There are a few key things I am praying over right now - in my life and for my church. Some of them are things that I have my hand on - I have some tangible control over and will ultimately make the determination whether or not to "pull the trigger" (using a term that I hate but have no better replacement for). These are usually not the circumstances and trials and decisions where you are stretched to drastically (some would say "recklessly") trust that the Lord is going to lead or provide. It's when you have no control - when you can't physically insert your finger and push "GO" - that your faith is stretched to a new place. This is where we're changed.
Speaking of change, maybe this is why in many of these waiting periods - times where we sense and feel and know that change is looming, hovering over us like a cloud over Seattle - we finally stop waiting - and ultimately stop praying - and just decide to push "GO". [But wait. I thought you were talking about the times when you "can't physically insert your finger and push 'GO'?"] I am. This is the irony of our lives.
So often the Lord desires to give us something so much better than we would ever actually choose for ourselves. But the better thing - the thing we NEED - is different. It's unknown. It's [deep breath, and....exhale] CHANGE! And we like this 6-letter metamorphosis about as much as we enjoy grape jelly and hot sauce on our slice of rare liver. Yummy! Change gives us a rash. Actually, thinking about change gives us a rash that then spreads into infectious hives. Change - that we didn't ask for or weren't prepared for - brings out our defenses. It causes us to create "lists". Trust me, I know. I have some LONG lists! When we say we trust God (but secretly trust ourselves more) we make lists. We stop saying words like "trust" and "pray" and "hope" and we substitute them with words like "think" and "evaluate" and "realistically expect". You know what? I'm sick of "realistically expecting"! It's a pathetic substitute to "clinging to the faith that the Lord is going to provide and work and lead in a way that I have no capacity to begin to dream up". No more substitutes. Substitutes for God's best suck!
[And often God's best = CHANGE]
So I'm praying over these things - and praying and praying - and trusting that the Lord is going to give answers that I don't have and provide in ways that I cannot see. I'm trusting and praying and hoping and dreaming that He is going to answer these prayers, and in doing so - like it or not - He's going to change me. And I'm pretty sure - if I thought about it long enough - I probably need to be changed! What about you?

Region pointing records
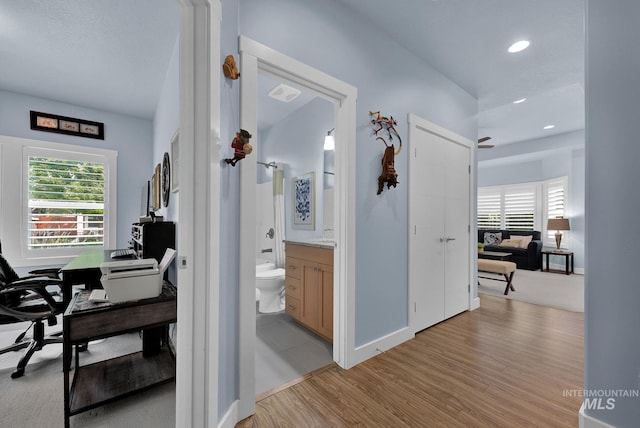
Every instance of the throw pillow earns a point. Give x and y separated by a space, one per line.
524 242
492 238
510 243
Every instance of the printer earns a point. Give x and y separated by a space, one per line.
136 279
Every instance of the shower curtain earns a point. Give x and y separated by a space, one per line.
278 207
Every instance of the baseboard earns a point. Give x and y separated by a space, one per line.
230 419
562 267
586 421
475 304
378 346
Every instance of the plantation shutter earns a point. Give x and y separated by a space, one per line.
556 200
519 208
65 203
489 209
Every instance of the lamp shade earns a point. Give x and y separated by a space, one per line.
558 224
329 143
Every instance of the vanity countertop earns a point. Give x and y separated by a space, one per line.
318 243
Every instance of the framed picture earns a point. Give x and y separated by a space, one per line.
66 125
304 201
175 161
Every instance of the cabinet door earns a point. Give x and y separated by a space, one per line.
325 323
310 295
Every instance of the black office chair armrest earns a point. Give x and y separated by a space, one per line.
38 286
53 273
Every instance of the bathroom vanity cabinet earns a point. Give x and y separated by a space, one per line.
309 287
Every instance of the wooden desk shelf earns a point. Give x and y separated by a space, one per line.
93 385
99 383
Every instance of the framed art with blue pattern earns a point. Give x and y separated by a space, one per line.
304 201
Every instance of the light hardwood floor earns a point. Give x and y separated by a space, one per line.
505 364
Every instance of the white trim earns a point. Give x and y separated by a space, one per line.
586 421
382 344
475 303
230 418
418 123
199 213
256 57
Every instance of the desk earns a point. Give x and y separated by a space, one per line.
568 258
96 384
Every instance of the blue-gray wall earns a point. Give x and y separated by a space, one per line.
166 122
612 318
132 137
539 160
331 38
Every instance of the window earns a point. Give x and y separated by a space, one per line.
66 203
58 199
523 206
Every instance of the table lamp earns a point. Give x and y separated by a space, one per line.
558 224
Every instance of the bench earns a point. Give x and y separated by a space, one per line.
501 268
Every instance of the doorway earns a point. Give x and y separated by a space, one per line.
256 58
289 141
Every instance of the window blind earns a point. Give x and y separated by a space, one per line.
65 203
489 210
519 208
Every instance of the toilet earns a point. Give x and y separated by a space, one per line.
270 285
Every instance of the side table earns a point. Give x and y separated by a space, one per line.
568 258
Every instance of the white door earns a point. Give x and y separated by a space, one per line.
440 218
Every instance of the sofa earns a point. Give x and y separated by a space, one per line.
509 241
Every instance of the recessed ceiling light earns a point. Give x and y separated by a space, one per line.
284 93
519 46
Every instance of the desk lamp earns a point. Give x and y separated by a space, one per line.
558 224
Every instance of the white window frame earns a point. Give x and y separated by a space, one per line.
541 209
15 205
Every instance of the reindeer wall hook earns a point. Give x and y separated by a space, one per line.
241 147
386 126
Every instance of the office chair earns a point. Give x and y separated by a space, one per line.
34 298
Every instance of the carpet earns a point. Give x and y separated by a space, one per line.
541 288
37 398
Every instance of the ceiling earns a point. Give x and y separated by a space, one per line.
120 50
106 54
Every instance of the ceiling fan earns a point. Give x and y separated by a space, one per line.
484 146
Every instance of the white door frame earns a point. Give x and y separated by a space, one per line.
418 124
255 58
199 210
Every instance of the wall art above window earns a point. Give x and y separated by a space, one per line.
66 125
304 201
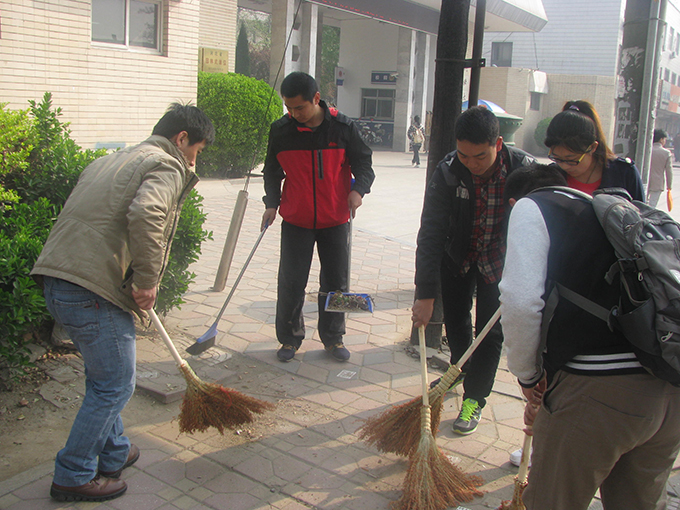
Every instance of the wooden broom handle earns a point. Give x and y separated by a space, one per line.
423 365
164 335
492 322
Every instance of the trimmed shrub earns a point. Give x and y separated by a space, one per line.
242 109
186 247
23 231
539 133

> [WHAT YOU NEED TO DO]:
(a) Sum up the text on prayer and change in two sentences.
(b) Decide whether each statement agrees with the text on prayer and change, and answer yes or no with the deciding words quoted: (i) The writer likes the phrase "pull the trigger." (ii) The writer says faith is stretched when a person has no control. (iii) The writer says people readily welcome change.
These records have no connection to the text on prayer and change.

> [PER-TASK OUTPUTS]:
(a) The writer is praying over several matters and holds that faith is stretched most when there is no control, yet people often stop waiting and praying and decide to push "GO" themselves. God's better gift is often change, which people resist by making lists and "realistically expecting" instead of trusting, and the writer is praying and trusting that God will answer and, in doing so, bring change.

(b)
(i) No: "using a term that I hate but have no better replacement for".
(ii) Yes: "It's when you have no control - when you can't physically insert your finger and push "GO" - that your faith is stretched to a new place".
(iii) No: "Change gives us a rash".